Repeat the rows from the line with "If you could indicate the roadside" to the line with "point(1098, 707)", keeping every character the same.

Start of Provided records

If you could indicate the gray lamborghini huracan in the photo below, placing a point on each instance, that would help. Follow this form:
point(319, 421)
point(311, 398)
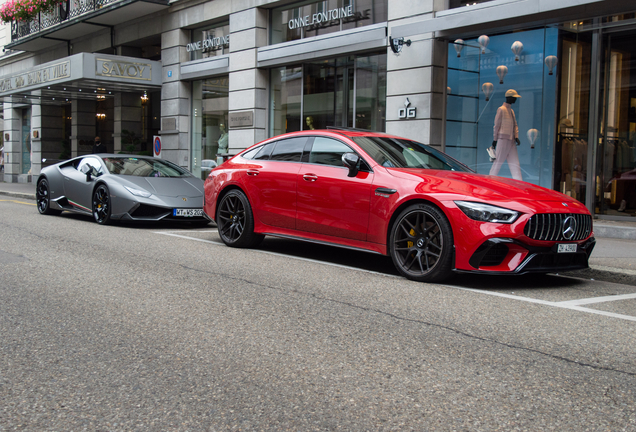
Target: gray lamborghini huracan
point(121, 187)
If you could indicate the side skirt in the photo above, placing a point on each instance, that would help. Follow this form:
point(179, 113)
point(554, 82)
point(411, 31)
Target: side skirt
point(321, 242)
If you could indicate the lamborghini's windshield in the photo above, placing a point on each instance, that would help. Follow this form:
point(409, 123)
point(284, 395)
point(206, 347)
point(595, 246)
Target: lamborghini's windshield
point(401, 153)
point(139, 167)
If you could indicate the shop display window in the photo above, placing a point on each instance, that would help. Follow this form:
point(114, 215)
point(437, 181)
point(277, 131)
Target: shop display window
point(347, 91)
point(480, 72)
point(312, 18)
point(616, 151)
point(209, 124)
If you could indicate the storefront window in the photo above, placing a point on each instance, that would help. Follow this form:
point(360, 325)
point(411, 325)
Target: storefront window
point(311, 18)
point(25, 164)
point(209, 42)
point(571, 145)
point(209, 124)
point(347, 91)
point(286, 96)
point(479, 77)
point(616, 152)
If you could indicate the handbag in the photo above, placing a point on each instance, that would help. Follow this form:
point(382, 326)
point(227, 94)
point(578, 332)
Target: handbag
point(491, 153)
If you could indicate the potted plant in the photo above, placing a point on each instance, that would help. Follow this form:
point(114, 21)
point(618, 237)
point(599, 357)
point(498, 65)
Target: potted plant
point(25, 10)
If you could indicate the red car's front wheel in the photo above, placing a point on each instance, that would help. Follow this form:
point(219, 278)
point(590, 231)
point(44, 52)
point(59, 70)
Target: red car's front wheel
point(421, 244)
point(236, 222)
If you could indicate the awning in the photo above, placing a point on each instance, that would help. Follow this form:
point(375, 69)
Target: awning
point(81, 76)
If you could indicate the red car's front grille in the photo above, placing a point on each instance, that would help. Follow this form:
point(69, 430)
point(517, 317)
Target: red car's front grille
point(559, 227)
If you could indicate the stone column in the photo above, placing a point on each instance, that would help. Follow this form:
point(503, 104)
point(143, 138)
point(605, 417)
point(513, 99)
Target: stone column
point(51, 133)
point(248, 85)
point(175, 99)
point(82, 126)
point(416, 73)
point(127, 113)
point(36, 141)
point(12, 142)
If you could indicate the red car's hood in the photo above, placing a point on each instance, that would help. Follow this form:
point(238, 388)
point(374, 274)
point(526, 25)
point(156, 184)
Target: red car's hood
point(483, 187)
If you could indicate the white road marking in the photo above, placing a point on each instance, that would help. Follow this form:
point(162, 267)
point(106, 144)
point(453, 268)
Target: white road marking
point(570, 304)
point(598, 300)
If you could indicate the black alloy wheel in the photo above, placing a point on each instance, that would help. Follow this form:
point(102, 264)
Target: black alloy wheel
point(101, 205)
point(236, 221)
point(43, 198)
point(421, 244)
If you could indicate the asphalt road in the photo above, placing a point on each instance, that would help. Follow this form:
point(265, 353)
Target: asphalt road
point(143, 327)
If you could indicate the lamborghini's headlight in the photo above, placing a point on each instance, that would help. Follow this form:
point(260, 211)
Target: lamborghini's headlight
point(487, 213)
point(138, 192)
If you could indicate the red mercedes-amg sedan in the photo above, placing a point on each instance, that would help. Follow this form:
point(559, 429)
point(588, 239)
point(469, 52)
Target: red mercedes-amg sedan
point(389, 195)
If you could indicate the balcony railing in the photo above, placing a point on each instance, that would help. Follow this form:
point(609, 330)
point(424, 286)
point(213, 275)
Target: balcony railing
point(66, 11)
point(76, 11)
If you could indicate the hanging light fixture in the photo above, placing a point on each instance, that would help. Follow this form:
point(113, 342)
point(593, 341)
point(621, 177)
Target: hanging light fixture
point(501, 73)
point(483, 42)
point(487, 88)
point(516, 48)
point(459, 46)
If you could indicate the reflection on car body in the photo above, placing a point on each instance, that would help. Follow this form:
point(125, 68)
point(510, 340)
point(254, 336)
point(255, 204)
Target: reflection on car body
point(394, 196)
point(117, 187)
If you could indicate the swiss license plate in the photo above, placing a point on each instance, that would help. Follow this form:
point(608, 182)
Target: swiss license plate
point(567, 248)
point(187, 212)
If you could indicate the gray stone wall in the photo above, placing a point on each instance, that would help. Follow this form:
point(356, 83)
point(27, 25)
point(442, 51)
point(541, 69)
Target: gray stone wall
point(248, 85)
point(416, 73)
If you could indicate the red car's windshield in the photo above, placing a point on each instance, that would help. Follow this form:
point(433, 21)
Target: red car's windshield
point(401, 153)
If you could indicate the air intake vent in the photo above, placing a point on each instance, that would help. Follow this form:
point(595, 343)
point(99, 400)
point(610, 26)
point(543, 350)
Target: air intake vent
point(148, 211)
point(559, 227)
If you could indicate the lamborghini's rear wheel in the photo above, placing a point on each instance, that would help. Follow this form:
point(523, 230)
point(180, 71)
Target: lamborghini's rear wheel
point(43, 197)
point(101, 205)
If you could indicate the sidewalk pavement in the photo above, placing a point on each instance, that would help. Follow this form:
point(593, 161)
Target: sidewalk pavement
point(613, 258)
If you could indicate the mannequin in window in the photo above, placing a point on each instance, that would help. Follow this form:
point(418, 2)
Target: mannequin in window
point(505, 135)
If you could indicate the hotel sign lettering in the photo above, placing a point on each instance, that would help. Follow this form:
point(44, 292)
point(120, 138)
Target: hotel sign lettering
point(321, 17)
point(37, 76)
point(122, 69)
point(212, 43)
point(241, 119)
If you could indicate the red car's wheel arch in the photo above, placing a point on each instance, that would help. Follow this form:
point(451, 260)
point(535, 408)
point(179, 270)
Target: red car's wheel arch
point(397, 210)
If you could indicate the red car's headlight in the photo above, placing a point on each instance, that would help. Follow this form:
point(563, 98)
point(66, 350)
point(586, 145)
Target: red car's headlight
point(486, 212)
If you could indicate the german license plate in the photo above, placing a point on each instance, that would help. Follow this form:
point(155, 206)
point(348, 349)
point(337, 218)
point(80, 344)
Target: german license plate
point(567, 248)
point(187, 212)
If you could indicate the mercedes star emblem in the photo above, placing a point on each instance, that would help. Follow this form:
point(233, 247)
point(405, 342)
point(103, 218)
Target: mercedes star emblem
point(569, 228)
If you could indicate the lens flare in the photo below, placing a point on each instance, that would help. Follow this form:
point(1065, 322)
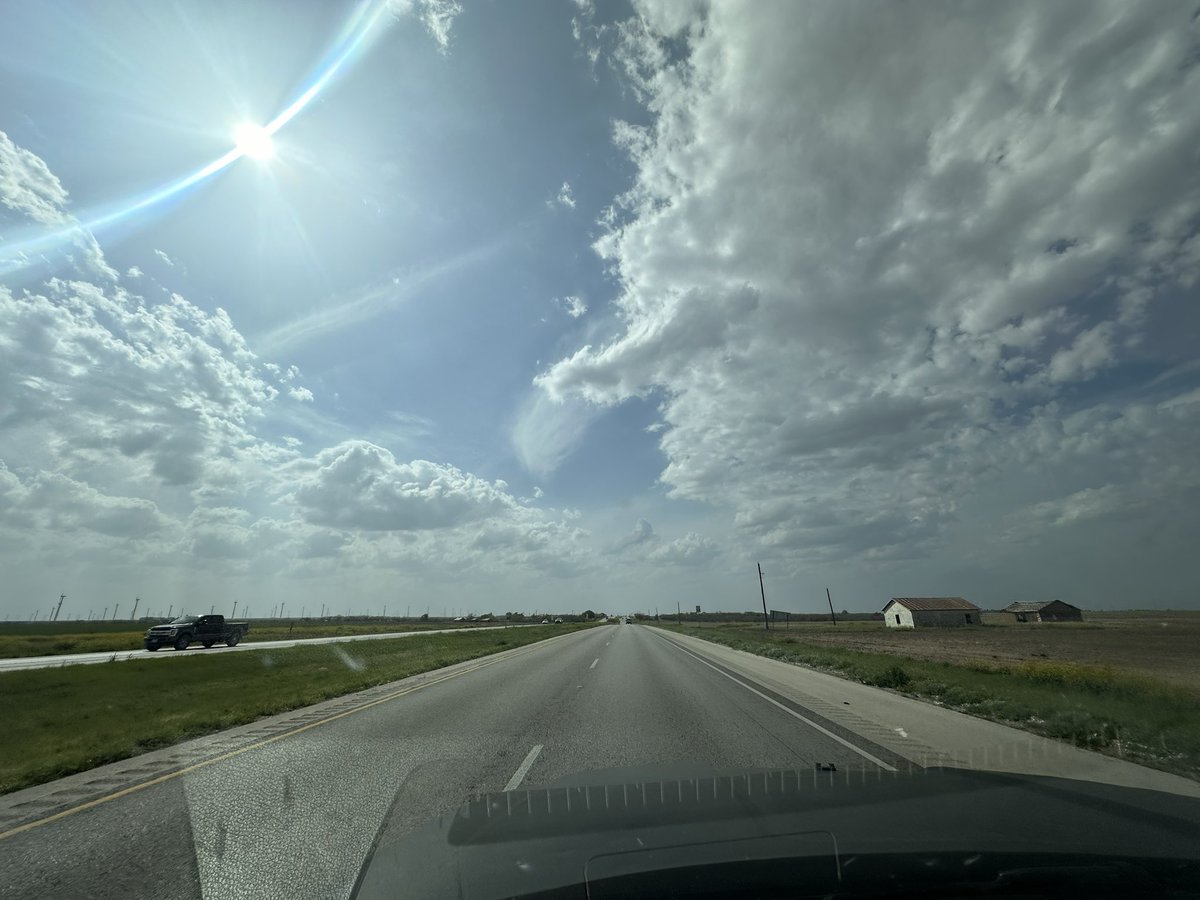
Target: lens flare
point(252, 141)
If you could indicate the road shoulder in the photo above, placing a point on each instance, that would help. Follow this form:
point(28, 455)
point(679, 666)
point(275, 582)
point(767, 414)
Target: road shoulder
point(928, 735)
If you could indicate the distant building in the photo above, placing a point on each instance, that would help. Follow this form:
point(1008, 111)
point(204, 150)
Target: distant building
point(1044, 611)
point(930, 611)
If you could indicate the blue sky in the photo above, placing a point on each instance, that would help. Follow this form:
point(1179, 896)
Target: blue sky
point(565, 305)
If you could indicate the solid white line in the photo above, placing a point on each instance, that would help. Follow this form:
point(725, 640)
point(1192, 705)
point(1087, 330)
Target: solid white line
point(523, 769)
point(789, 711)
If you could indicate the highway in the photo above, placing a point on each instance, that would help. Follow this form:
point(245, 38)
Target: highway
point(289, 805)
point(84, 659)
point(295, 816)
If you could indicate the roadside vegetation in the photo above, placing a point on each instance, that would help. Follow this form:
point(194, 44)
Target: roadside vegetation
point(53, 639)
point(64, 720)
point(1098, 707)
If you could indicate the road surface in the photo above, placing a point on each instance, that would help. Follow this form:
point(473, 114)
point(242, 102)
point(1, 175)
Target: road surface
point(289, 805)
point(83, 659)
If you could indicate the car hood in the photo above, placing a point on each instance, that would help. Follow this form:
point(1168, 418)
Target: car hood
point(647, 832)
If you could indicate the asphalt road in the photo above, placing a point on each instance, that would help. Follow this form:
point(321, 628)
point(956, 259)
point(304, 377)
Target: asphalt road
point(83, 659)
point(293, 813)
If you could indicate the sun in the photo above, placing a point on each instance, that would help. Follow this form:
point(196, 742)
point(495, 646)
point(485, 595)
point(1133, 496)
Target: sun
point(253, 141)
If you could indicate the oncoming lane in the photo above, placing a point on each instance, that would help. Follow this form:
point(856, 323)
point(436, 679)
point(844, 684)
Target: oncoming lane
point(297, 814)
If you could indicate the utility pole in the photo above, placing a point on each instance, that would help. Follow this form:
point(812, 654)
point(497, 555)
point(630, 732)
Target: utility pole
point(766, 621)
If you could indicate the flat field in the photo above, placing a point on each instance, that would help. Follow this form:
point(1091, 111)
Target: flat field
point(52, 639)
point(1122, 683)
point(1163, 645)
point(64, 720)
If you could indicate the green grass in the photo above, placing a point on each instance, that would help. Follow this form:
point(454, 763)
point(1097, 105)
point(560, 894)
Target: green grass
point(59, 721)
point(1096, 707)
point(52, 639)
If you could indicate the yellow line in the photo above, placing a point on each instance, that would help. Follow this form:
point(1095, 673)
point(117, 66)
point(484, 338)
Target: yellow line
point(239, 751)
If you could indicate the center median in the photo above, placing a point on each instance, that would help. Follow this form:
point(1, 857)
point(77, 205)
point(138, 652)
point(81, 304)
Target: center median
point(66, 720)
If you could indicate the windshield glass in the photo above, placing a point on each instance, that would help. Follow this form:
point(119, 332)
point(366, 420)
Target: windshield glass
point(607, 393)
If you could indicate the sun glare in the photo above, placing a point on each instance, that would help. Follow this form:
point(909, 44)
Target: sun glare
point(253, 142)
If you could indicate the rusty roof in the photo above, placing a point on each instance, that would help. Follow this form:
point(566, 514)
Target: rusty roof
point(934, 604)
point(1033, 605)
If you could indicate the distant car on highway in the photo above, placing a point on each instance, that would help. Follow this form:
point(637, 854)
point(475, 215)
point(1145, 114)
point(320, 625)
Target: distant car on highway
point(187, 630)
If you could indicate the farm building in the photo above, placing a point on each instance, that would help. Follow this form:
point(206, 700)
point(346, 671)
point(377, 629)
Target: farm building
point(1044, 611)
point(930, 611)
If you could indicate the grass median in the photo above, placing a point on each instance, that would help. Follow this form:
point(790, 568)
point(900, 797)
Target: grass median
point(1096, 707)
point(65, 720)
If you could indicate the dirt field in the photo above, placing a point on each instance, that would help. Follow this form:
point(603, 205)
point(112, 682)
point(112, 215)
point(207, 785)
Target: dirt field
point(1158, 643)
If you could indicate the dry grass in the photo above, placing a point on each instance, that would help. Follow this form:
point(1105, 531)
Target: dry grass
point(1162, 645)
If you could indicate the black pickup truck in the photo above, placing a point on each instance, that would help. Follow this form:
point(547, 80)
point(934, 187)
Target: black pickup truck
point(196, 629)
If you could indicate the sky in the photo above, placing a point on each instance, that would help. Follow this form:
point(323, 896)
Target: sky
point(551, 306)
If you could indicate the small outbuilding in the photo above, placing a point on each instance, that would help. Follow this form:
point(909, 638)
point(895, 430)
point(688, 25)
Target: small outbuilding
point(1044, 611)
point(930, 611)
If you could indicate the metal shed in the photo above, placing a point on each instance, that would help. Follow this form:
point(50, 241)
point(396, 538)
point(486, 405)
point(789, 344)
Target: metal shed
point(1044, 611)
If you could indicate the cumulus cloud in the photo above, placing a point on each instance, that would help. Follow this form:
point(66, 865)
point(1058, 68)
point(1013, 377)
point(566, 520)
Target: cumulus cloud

End of Provided records

Full answer →
If you could indicate the roadside vegetation in the photo above, placing a point on each instance, that would help. Follow this form:
point(194, 44)
Target: roadside vegetation
point(53, 639)
point(64, 720)
point(1098, 707)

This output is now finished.